▸ TÂCHE À ACCOMPLIR: Recopiez mot pour mot le passage de l'extrait sur l'implantation ouvrière qui s'ouvre sur les mots contenant « Les défis de » et se termine par « maintenant aux militants. ».

▸ EXTRAIT DE PAGE:
Les défis de l’implantation ouvrière pour la gauche révolutionnaire
Pour revenir aux dernières élections dans l’agroalimentaire, les très bons résultats sont un point d’appui dans la construction et consolidation d’un courant révolutionnaire au sein de ce secteur, mais également au sein de l’ensemble de la classe ouvrière. Des perspectives enthousiasmantes mais aussi d’énormes défis se posent maintenant aux militants.
Nous avons la conviction que la classe ouvrière est très puissante et peut être le sujet de luttes extrêmement radicales pour arracher au patronat de meilleures conditions de travail, des augmentations de salaire ou même, dans des périodes de crise comme aujourd’hui, pour empêcher des licenciements et des fermetures de boîte. Mais notre confiance dans la classe ouvrière en tant que sujet de transformation sociale va bien au-delà .

▸ DONNÉES FOURNIES:
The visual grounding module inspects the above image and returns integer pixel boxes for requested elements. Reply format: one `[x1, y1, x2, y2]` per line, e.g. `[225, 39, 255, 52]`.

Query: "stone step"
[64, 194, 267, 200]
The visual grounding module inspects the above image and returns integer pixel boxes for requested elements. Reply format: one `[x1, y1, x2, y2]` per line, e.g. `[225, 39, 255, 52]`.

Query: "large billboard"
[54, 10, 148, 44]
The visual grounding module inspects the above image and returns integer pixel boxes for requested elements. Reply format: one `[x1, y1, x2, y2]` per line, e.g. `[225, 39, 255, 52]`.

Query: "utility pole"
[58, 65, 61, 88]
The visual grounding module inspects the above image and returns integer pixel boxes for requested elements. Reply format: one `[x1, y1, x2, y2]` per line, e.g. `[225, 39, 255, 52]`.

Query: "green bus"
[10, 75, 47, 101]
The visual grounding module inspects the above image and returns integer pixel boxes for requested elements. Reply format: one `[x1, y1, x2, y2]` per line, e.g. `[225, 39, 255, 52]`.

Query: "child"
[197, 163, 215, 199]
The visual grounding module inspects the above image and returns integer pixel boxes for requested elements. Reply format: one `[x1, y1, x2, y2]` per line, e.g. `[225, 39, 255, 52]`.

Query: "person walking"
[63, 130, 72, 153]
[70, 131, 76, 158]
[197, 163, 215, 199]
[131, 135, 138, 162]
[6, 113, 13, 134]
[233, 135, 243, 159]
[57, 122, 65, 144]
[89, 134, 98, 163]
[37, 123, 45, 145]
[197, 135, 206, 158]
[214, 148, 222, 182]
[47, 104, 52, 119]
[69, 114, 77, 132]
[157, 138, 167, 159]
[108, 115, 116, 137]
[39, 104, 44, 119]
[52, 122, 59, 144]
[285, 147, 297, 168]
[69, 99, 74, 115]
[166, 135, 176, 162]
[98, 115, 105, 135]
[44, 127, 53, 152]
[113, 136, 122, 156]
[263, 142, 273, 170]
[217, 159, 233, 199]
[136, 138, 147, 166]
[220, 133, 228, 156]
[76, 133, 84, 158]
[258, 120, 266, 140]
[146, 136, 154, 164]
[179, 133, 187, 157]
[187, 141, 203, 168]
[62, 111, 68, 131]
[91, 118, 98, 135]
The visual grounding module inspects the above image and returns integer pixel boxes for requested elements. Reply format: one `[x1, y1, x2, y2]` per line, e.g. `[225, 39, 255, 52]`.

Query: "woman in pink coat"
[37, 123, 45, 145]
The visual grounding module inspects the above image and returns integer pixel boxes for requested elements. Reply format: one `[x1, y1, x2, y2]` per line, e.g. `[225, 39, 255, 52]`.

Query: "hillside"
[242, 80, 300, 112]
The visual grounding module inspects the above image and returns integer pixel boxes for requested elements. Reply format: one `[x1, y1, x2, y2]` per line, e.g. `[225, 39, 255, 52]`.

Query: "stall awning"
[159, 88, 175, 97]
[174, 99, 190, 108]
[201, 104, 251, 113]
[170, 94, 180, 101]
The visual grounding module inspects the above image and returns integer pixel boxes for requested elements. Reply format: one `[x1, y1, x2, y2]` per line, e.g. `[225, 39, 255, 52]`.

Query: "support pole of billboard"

▸ RÉPONSE À LA TÂCHE:
Les défis de l’implantation ouvrière pour la gauche révolutionnaire
Pour revenir aux dernières élections dans l’agroalimentaire, les très bons résultats sont un point d’appui dans la construction et consolidation d’un courant révolutionnaire au sein de ce secteur, mais également au sein de l’ensemble de la classe ouvrière. Des perspectives enthousiasmantes mais aussi d’énormes défis se posent maintenant aux militants.